* [INSTRUÇÕES DO EXERCÍCIO]:
A) Diga se cada afirmação abaixo está de acordo com o texto sobre o sangue, respondendo sim ou não e citando literalmente as palavras do texto que decidem a resposta: (i) Haceldama ficava nas circunvizinhanças de Jerusalém. (ii) A genealogia foi um método criado por Michel Foucault. (iii) O pacto de sangue consiste em duas pessoas furarem o dedo polegar.
B) Transcreva com exatidão o trecho do texto sobre o sangue que vai de "Sangue, como verbete" a "estudo das tecnologias.".
C) Segundo o texto sobre o sangue, qual é a origem do substantivo "sangue"?

* [TEXTO FORNECIDO]:
········

Havia nas circunvizinhanças de Jerusalém um descampado conhecido como Haceldama – em aramaico, “Campo de Sangue” –, nome dado ao logradouro pela crença de que teria sido comprado e pago com os trinta dinheiros de Judas, o pagamento pela entrega de Jesus aos fariseus.

Sangue, como verbete dicionarizado, é um substantivo de origem latina (sanguen.inis), fluido biológico líquido e nutriente que percorre pelas veias e artérias no sistema circulatório dos animais vertebrados vivos; levado ao Reino Vegetal é a seiva que alimenta as plantas.

Entre os sinônimos da palavra Sangue, encontramos figuradamente “casta”, “classe” e “raça”; o primeiro, “casta”, refere-se à genealogia, método criado por Nietzsche para ligar a História com a Filosofia; o ensaio nietzschiano foi aproveitado modernamente pelo filósofo francês Michel Foucault no estudo das tecnologias.

Assim, a genealogia passou a ser um critério para levantar a origem, evolução e disseminação das famílias e respectivos sobrenomes, ou seja, o “estudo do parentesco”, uma pesquisa que vai muito longe… Aprofundando-se, vai ao mito bíblico com cena de sangue entre os irmãos Abel e Caim, e chega à fundação de Roma com os gêmeos Rômulo e Remo.

O romantismo dos poetas diz que família não é uma questão de sangue, que você elege os seus parentes… O florentino Giovanni Boccaccio escreveu que “as ligações de amizade são mais fortes que as do sangue da família“.

Para isto inventou-se o tal “pacto de sangue”, que consiste em duas pessoas furarem o dedo indicador e juntarem ambos ferimentos de onde flui o sangue, misturando um do outro. Há radicais que fazem o mesmo procedimento cortando e juntando os pulsos….

········

* [MATERIAL FORNECIDO]:
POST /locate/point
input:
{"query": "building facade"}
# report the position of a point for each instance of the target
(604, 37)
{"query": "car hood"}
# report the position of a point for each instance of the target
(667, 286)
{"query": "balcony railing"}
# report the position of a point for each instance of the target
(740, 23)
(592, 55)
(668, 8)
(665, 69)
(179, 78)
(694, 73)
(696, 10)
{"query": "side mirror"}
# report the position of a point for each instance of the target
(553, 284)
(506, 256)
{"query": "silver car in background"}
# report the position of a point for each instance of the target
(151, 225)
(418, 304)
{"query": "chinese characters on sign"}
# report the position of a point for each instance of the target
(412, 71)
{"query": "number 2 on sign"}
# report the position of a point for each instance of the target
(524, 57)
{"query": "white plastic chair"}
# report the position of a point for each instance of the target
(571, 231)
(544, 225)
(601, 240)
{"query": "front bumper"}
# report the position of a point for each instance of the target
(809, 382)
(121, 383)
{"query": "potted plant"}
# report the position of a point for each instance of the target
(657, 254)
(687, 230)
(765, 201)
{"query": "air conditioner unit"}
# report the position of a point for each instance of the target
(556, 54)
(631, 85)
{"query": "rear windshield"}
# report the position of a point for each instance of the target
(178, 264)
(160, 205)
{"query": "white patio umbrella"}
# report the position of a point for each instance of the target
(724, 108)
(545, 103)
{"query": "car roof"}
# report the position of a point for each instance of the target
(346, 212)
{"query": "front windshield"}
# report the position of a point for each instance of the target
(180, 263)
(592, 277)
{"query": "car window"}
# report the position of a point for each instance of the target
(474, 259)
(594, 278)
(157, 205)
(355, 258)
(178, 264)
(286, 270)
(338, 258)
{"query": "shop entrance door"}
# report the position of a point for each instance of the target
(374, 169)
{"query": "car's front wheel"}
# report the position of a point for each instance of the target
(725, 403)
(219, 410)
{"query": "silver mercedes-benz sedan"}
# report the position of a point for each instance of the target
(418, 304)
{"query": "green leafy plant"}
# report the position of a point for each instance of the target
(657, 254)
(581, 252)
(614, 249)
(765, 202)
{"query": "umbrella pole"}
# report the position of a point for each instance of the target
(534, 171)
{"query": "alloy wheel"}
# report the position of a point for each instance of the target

········

* [RESPOSTAS POR TAREFA]:
A)
(i) Sim: "Havia nas circunvizinhanças de Jerusalém um descampado conhecido como Haceldama"
(ii) Não: "método criado por Nietzsche para ligar a História com a Filosofia"
(iii) Não: "consiste em duas pessoas furarem o dedo indicador"

B)
Sangue, como verbete dicionarizado, é um substantivo de origem latina (sanguen.inis), fluido biológico líquido e nutriente que percorre pelas veias e artérias no sistema circulatório dos animais vertebrados vivos; levado ao Reino Vegetal é a seiva que alimenta as plantas.

Entre os sinônimos da palavra Sangue, encontramos figuradamente “casta”, “classe” e “raça”; o primeiro, “casta”, refere-se à genealogia, método criado por Nietzsche para ligar a História com a Filosofia; o ensaio nietzschiano foi aproveitado modernamente pelo filósofo francês Michel Foucault no estudo das tecnologias.

C) É um substantivo de origem latina (sanguen.inis).